** WORK REQUIRED **
In the data below, repeat word for word the lines between the line holding "Tell me if any city" and the line holding "86 221 294 300", inclusive.

** GIVEN DATA **
-- start --

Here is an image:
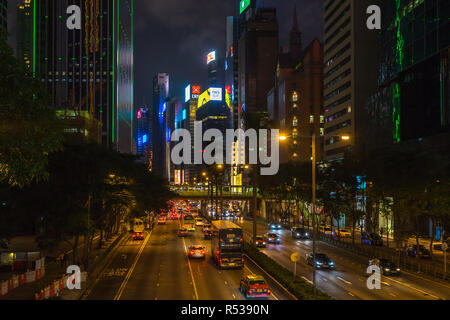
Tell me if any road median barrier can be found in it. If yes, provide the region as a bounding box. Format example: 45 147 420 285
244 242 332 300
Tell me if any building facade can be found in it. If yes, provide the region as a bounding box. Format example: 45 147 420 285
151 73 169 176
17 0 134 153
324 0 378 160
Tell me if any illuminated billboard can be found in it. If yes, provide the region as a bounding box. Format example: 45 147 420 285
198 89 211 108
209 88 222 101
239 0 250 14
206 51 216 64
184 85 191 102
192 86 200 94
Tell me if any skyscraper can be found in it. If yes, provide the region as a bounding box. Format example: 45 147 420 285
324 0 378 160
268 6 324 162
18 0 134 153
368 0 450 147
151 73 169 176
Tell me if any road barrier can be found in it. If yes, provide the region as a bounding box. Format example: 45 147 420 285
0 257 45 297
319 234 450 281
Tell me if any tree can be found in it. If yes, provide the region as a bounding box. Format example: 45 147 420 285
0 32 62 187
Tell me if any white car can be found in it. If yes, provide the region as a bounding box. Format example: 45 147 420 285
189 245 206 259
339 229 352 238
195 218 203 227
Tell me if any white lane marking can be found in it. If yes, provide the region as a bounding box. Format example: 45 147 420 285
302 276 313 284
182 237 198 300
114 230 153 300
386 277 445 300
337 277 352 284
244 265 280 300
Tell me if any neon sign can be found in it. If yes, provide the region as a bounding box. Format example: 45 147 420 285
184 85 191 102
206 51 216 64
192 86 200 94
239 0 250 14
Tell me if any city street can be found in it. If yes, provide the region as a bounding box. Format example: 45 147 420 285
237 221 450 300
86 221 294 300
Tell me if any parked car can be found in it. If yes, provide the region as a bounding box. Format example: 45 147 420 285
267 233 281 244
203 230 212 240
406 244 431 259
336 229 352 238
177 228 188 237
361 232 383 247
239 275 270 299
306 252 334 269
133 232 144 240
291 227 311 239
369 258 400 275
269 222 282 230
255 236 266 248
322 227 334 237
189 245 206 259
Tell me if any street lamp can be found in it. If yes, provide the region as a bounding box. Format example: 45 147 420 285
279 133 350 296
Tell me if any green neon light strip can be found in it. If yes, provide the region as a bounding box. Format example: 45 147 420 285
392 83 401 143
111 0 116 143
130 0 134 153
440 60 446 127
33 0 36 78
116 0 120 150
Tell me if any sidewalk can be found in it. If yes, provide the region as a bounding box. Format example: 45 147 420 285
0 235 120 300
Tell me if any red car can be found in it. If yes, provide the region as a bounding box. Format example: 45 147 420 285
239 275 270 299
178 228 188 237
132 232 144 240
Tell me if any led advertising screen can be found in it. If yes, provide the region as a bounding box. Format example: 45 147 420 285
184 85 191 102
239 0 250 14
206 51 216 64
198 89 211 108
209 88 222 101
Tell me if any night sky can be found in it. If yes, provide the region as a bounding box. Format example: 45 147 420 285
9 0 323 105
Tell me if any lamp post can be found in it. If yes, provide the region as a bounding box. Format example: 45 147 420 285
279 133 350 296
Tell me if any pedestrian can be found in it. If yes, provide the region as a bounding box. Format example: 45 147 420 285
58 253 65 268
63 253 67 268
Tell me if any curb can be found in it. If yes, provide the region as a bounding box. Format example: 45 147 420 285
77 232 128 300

-- end --
-- start --

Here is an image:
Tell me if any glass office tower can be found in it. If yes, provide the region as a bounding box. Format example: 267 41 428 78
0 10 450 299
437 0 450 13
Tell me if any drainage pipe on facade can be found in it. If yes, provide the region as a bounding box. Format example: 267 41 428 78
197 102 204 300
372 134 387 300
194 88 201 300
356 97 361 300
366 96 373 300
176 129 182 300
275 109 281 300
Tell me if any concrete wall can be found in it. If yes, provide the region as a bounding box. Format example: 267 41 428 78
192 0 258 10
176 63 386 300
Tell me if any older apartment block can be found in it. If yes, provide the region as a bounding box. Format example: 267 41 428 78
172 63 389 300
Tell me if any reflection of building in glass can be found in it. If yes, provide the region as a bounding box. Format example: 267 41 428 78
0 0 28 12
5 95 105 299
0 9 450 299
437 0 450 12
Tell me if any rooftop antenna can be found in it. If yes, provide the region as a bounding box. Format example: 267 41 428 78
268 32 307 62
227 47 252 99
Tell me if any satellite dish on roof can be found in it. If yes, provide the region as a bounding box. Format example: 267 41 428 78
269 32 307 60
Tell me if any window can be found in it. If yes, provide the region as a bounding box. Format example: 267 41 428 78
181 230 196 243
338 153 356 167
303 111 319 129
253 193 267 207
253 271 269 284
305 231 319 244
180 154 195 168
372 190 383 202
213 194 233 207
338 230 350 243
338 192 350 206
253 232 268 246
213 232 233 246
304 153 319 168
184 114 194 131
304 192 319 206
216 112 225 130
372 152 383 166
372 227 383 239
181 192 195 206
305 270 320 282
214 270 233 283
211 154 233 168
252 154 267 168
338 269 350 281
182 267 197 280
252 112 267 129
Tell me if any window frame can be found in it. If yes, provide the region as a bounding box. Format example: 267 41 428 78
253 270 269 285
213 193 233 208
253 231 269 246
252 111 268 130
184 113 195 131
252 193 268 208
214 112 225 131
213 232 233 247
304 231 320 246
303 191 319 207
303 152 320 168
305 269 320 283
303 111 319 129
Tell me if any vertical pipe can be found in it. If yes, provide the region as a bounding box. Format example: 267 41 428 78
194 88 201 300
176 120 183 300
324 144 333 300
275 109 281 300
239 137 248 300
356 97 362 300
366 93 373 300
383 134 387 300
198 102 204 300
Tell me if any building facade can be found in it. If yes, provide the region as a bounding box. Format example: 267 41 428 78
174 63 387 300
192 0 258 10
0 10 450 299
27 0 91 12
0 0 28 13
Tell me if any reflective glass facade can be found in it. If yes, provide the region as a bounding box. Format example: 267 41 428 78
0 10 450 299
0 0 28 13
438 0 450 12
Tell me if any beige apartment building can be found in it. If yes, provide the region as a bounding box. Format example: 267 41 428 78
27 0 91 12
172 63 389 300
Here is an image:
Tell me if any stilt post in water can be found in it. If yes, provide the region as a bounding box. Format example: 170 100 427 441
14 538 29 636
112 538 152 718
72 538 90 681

-- end --
-- start --

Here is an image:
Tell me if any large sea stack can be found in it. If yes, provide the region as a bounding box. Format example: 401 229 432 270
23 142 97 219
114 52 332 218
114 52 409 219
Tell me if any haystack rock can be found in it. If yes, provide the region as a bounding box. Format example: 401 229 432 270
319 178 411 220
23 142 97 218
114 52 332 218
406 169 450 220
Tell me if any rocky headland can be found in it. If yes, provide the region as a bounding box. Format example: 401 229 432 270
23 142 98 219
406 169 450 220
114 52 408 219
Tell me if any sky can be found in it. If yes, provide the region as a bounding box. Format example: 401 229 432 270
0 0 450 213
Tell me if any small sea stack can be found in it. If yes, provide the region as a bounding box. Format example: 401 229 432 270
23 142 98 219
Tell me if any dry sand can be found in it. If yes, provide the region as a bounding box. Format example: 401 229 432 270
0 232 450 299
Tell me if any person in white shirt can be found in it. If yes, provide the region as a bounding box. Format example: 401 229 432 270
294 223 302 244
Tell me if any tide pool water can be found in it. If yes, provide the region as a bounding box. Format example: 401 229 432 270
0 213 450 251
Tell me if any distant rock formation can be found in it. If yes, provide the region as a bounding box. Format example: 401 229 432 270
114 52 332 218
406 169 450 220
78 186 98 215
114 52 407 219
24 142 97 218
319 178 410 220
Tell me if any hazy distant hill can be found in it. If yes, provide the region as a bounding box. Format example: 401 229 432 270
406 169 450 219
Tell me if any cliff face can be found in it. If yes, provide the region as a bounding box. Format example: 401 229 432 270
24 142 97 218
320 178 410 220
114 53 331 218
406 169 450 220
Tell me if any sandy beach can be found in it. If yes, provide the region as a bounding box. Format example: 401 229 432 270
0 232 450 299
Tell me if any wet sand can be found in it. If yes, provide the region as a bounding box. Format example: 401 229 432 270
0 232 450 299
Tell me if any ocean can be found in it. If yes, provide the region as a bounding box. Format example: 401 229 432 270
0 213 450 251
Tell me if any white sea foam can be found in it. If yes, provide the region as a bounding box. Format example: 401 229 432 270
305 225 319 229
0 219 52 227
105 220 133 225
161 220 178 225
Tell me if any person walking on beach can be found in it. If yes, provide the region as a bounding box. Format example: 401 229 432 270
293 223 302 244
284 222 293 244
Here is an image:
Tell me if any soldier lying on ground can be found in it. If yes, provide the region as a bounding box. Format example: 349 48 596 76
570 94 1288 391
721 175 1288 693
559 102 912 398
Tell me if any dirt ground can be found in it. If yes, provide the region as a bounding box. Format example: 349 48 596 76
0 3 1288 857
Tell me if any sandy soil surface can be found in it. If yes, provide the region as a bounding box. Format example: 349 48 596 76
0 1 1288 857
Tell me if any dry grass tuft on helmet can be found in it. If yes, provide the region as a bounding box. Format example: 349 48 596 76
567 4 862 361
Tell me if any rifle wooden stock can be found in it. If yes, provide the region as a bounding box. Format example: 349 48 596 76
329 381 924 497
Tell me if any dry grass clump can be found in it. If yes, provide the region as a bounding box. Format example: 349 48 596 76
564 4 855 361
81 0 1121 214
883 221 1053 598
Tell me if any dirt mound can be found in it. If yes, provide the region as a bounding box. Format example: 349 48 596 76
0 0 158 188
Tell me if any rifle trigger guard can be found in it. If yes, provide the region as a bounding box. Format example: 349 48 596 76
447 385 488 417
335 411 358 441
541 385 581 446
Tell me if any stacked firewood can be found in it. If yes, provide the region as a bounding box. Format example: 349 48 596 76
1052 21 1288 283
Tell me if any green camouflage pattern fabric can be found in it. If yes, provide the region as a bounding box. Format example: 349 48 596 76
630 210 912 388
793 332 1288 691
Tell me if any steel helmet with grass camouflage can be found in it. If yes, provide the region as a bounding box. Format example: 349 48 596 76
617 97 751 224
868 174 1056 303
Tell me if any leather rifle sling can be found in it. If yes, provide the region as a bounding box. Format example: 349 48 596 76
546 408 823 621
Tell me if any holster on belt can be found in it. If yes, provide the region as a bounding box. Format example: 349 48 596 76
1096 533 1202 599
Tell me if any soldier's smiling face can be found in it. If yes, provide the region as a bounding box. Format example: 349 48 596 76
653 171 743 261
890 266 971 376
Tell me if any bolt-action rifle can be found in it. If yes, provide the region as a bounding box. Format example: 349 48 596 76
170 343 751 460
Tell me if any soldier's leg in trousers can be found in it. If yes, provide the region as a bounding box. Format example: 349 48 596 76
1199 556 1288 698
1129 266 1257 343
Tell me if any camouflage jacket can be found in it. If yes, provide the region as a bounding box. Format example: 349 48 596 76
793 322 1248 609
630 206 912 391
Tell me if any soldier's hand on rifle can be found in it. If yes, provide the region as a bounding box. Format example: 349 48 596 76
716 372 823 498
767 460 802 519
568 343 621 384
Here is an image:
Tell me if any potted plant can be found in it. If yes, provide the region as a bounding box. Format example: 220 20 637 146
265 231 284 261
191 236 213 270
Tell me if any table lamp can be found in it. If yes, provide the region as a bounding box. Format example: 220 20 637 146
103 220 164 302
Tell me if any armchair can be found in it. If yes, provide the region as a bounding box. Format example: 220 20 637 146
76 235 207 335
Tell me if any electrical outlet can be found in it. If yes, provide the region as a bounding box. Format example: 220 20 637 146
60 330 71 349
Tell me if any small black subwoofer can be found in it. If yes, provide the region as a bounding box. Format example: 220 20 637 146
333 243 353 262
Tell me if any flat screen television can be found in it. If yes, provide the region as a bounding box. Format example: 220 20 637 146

-- end --

** OUTPUT **
Tell me if any city street can be found in it. If yes, provide the region as a bounding box. Format example: 45 147 420 285
237 221 450 300
86 221 294 300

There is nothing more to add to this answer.